>> Start

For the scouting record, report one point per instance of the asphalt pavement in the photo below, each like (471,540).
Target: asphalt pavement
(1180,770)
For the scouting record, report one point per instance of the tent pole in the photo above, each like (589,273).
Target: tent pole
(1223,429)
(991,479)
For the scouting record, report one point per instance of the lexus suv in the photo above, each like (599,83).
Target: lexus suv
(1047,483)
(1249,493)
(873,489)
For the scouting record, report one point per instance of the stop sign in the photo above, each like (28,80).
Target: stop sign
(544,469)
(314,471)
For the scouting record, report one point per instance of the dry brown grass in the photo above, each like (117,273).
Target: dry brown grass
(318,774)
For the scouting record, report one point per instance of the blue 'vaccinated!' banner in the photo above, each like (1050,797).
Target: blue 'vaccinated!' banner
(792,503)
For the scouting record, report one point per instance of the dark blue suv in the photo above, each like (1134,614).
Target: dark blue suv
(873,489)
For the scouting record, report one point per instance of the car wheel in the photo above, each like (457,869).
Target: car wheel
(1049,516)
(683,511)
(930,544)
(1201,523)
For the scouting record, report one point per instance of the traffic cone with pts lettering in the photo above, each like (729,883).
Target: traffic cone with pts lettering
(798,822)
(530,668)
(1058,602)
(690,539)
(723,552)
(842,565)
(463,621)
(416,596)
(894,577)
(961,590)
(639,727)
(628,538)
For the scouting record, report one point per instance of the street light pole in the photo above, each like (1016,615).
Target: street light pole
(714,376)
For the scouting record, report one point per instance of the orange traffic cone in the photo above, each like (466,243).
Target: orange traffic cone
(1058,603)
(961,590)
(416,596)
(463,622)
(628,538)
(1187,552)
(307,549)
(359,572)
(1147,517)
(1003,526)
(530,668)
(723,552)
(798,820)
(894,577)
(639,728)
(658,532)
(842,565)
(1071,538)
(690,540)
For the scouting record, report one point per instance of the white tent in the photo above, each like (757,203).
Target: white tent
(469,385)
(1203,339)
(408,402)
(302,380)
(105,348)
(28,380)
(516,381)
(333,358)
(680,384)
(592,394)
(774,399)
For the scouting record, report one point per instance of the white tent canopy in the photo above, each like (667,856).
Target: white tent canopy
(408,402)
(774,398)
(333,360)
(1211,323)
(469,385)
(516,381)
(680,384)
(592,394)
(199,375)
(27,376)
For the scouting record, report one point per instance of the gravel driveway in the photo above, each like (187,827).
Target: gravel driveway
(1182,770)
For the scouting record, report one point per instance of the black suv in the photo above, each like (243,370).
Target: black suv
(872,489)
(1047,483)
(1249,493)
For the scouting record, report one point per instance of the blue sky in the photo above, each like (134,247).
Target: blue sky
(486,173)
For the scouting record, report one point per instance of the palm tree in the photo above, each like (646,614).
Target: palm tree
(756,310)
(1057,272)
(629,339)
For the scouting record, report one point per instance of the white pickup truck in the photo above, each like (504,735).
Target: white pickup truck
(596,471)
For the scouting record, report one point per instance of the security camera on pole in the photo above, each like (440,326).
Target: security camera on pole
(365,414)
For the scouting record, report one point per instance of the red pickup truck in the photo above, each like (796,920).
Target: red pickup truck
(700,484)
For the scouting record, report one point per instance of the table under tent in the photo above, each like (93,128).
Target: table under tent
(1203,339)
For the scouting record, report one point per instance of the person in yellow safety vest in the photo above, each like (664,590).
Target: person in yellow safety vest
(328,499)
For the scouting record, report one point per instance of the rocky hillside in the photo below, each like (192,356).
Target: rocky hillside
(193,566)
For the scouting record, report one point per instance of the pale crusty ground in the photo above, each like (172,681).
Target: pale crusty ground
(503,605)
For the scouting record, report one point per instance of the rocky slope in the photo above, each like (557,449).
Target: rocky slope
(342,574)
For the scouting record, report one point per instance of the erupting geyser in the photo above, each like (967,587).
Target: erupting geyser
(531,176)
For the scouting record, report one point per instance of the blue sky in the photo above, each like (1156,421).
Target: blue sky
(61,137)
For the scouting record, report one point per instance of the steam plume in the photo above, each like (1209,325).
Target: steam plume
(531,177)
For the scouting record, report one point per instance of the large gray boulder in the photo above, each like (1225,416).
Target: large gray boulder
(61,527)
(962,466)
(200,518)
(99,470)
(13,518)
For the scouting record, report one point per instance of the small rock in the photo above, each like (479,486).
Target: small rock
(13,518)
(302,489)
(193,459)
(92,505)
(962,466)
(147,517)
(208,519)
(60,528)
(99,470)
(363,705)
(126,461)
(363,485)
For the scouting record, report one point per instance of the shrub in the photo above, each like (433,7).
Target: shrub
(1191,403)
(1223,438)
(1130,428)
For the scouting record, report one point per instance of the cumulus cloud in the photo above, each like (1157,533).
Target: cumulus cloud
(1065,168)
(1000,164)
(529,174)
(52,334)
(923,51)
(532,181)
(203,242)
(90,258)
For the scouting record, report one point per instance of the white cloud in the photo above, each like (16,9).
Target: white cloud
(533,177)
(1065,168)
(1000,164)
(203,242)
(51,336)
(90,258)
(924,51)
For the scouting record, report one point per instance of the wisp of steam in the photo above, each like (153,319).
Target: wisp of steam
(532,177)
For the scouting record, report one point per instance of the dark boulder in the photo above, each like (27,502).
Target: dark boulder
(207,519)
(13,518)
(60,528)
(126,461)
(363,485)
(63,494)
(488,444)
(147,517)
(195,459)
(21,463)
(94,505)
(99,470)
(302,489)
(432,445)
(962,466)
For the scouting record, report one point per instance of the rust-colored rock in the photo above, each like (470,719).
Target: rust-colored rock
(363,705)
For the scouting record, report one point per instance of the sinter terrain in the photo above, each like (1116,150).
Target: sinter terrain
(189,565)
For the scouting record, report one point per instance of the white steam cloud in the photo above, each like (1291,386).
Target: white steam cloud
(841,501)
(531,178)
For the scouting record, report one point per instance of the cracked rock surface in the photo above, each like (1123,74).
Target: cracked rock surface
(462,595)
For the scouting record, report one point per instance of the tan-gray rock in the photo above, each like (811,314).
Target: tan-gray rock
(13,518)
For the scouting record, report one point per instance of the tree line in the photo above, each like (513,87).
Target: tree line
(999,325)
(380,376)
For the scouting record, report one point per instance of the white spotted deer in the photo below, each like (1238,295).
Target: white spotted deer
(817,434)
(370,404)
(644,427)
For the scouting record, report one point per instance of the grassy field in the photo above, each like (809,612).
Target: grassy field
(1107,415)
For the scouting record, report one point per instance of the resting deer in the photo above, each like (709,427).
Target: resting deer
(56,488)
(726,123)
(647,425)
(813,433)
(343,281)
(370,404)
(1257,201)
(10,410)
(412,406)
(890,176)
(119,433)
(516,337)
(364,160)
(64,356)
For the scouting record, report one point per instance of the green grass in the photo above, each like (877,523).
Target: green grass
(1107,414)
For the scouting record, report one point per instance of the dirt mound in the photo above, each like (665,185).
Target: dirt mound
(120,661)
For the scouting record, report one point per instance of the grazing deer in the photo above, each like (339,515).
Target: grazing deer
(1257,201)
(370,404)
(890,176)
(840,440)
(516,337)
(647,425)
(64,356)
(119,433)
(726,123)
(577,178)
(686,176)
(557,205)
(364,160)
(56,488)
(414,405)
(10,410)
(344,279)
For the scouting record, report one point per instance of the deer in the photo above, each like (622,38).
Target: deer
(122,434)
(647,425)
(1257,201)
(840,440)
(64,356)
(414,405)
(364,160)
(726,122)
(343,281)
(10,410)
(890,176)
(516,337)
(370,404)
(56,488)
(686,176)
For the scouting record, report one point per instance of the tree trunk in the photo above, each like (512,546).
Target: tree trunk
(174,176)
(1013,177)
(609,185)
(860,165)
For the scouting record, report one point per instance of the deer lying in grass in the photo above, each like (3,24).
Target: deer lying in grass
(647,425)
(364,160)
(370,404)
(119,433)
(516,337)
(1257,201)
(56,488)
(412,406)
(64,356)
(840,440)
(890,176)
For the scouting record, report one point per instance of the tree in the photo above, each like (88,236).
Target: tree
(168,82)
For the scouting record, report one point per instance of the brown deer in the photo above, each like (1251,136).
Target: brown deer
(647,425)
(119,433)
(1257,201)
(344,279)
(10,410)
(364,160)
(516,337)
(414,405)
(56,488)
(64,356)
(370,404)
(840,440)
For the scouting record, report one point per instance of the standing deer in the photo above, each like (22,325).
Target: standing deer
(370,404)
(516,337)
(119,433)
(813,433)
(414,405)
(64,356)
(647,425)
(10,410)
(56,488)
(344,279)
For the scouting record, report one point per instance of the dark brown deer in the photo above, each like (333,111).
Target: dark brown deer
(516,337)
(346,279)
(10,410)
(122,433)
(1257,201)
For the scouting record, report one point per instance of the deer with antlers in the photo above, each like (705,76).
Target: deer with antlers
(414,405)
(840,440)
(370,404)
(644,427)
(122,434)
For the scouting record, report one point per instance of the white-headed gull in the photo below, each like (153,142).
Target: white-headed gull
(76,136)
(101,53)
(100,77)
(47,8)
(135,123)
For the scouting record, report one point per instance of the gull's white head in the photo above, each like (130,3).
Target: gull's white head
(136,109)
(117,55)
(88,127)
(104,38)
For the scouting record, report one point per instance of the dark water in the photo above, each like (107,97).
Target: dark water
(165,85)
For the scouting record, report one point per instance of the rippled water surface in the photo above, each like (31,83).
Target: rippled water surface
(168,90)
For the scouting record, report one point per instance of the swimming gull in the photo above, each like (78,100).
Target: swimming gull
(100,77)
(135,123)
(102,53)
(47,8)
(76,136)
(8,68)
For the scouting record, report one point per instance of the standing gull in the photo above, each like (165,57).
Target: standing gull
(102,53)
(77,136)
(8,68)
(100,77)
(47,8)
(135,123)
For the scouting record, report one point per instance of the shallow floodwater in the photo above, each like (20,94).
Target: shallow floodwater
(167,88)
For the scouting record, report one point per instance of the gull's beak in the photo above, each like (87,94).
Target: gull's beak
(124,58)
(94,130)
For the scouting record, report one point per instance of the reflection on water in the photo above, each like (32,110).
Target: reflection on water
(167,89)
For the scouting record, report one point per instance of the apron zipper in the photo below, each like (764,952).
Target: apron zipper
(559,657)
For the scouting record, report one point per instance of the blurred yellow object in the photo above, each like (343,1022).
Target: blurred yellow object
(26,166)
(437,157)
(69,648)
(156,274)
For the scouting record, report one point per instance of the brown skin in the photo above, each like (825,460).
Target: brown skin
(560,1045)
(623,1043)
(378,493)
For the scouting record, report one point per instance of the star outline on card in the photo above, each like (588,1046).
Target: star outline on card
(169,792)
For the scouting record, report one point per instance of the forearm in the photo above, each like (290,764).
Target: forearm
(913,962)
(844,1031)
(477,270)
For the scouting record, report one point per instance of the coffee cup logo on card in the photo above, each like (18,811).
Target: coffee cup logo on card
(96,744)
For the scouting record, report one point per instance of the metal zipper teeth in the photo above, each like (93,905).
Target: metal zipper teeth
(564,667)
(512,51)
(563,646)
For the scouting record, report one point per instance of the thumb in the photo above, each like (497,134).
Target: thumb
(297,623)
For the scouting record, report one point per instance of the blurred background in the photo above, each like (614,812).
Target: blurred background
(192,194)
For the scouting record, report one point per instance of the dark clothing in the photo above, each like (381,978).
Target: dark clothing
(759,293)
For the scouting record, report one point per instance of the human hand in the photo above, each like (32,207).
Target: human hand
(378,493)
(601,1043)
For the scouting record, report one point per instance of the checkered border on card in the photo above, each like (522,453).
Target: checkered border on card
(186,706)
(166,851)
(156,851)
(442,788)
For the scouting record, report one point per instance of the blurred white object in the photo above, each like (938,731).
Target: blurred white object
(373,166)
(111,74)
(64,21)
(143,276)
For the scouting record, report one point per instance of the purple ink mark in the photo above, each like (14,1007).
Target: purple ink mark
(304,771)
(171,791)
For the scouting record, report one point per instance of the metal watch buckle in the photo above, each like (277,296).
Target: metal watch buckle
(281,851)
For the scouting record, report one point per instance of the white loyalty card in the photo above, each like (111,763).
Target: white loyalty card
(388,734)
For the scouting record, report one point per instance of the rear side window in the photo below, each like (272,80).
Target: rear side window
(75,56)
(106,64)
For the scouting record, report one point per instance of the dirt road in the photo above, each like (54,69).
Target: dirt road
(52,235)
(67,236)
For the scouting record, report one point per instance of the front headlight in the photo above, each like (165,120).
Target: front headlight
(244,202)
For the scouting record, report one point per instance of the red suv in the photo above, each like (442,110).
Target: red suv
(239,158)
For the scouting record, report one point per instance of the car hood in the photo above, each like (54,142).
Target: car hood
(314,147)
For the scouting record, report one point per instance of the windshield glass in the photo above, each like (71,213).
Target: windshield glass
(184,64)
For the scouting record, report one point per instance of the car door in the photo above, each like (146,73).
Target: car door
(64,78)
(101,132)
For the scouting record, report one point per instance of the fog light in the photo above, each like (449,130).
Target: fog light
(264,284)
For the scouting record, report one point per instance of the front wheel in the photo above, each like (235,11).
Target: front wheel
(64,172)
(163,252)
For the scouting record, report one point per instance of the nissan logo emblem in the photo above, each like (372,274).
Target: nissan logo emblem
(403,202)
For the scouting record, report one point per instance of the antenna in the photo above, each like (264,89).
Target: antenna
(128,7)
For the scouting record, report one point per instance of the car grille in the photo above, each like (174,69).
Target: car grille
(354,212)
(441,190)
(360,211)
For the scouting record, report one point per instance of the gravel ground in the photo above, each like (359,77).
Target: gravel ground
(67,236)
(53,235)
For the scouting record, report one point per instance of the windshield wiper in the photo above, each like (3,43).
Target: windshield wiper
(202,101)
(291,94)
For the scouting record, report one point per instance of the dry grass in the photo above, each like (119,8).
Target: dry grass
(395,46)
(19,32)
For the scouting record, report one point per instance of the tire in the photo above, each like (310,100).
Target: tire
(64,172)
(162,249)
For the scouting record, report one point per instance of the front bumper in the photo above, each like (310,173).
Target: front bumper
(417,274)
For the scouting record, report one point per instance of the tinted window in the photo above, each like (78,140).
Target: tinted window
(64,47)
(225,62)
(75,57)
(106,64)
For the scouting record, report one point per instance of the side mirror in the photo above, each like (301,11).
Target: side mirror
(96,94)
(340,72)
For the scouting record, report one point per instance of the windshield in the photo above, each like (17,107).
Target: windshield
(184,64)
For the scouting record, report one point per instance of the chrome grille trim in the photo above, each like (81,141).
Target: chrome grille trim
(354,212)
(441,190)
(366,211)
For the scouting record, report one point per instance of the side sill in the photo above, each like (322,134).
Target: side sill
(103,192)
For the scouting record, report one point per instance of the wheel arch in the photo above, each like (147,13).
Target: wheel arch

>> End

Output the material from the line containing "each like (17,107)." through the final line, both ends included, as a JSON list of strings with one string per line and blank lines omitted.

[
  "For the scouting record, report one point per instance of the windshield in the photo above, each like (17,107).",
  "Target: windshield",
  "(184,64)",
  "For the scouting record, report one point per instance of the chrome grille trim in the photo above, each like (81,141).",
  "Target: chrome grille trim",
  "(354,212)",
  "(441,190)",
  "(366,211)",
  "For the scouting record, report one point per instance of the side sill in the photo above, each like (322,134).",
  "Target: side sill",
  "(103,192)",
  "For the scouting record, report one point per instance of the wheel arch in the photo above, each like (147,13).",
  "Target: wheel arch"
]